[Annotated coordinate records]
"""
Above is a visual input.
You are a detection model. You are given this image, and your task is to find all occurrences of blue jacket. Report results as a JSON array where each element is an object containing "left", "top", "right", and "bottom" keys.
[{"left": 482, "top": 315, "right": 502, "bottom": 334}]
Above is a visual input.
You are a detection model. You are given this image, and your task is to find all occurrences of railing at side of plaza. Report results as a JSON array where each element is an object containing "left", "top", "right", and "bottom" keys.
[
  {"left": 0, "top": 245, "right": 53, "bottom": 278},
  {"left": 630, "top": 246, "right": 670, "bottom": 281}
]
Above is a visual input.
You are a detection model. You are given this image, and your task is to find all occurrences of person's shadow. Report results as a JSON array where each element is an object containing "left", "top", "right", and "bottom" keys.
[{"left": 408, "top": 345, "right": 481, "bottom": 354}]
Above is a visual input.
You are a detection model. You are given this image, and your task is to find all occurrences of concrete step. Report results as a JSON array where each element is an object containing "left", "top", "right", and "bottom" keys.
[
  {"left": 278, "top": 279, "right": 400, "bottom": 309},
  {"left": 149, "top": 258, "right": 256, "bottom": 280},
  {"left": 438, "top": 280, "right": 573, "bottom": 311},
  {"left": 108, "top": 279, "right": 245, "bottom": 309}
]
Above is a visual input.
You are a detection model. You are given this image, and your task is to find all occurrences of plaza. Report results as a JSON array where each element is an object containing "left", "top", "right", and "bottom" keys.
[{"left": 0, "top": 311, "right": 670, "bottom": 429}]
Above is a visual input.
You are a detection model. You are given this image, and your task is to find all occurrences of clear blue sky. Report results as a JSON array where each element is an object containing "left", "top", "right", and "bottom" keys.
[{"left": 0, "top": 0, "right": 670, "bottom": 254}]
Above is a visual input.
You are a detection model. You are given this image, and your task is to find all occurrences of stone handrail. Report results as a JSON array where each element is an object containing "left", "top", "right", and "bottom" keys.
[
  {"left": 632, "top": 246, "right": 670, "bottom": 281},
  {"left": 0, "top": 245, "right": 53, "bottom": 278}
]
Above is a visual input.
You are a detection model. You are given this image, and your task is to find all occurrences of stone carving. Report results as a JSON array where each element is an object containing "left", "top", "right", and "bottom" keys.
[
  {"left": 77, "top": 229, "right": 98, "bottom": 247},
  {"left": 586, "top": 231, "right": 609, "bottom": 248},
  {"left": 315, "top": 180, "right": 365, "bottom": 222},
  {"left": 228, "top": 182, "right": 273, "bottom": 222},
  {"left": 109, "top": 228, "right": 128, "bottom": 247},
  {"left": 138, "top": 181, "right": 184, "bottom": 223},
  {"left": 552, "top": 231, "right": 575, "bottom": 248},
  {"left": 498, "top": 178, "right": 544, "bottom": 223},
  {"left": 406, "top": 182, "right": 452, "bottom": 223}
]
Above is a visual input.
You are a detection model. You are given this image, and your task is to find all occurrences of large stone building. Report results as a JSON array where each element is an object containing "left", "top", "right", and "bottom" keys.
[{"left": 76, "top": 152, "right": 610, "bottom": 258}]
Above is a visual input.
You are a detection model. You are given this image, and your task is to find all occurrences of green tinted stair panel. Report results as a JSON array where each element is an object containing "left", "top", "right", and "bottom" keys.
"""
Copy every one of the records above word for word, keeping each line unchanged.

[Task output]
Above is a visual input.
You are a detection model. You are given this image, and your task is to find all occurrences of blue jacket. Report results as a JSON array where each element is an object containing "left", "top", "right", and "bottom" keys.
[{"left": 482, "top": 315, "right": 502, "bottom": 334}]
Above is a visual input.
You are a detection model. You are given this image, and your task is to find all occurrences of railing at side of plaza. Report results as a JSON array where each element is an object containing "left", "top", "right", and "bottom" keys.
[
  {"left": 0, "top": 245, "right": 53, "bottom": 278},
  {"left": 630, "top": 246, "right": 670, "bottom": 281}
]
Above is a visual input.
You are a detection model. You are given this image, and your task is to find all occurrences of person's shadow. Report results as a JSON array where each element is an object containing "left", "top", "right", and "bottom" keys.
[{"left": 408, "top": 345, "right": 481, "bottom": 354}]
Above is a visual input.
You are a detection model. You are given this image, and your task is to find all occurrences of concrete step. Report results as a JSON array where each element is an object containing "left", "top", "right", and "bottom" keys.
[
  {"left": 278, "top": 279, "right": 400, "bottom": 309},
  {"left": 149, "top": 258, "right": 256, "bottom": 280},
  {"left": 438, "top": 280, "right": 573, "bottom": 311},
  {"left": 108, "top": 279, "right": 245, "bottom": 309}
]
Above is a visual input.
You are a detection model. You are given this image, and your task is to find all occurrences of plaza. Report results as a JSON array where each element is an object containing "left", "top", "right", and "bottom" keys.
[{"left": 0, "top": 311, "right": 670, "bottom": 429}]
Above is a visual input.
You are a detection model. You are given this image, and your task is to find all occurrences of clear blue sky. Report results as a JSON array where each element is an object containing "left", "top", "right", and "bottom" keys.
[{"left": 0, "top": 0, "right": 670, "bottom": 254}]
Above is a visual input.
You are a detection model. You are given this image, and your task is to find all occurrences of stone handrail. Report results as a JSON array where each element is an object containing "left", "top", "right", and "bottom" keys.
[
  {"left": 632, "top": 246, "right": 670, "bottom": 281},
  {"left": 0, "top": 245, "right": 53, "bottom": 278}
]
Above is a visual input.
You are a detection model. You are given this image, and your task is to find all occurrences of stone carving. Report results as a JSON array where each element is an object containing "left", "top", "right", and "bottom" keys.
[
  {"left": 77, "top": 229, "right": 98, "bottom": 247},
  {"left": 586, "top": 231, "right": 609, "bottom": 248},
  {"left": 315, "top": 180, "right": 365, "bottom": 222},
  {"left": 228, "top": 182, "right": 273, "bottom": 222},
  {"left": 109, "top": 228, "right": 128, "bottom": 247},
  {"left": 138, "top": 181, "right": 184, "bottom": 223},
  {"left": 552, "top": 231, "right": 575, "bottom": 248},
  {"left": 498, "top": 178, "right": 544, "bottom": 223},
  {"left": 406, "top": 182, "right": 452, "bottom": 223}
]
Above is a visual input.
You are a detection model. You are given this image, and your task is to find all occurrences of large stone building. Report results as a JSON array where each element is an object containing "left", "top", "right", and "bottom" keys.
[{"left": 76, "top": 152, "right": 610, "bottom": 258}]
Above is a visual input.
You are a detection model. You are given this image, and your task is to find all occurrences of green tinted stair panel. Report results as a JSON array where each element is an object containing "left", "top", "right", and "bottom" keys.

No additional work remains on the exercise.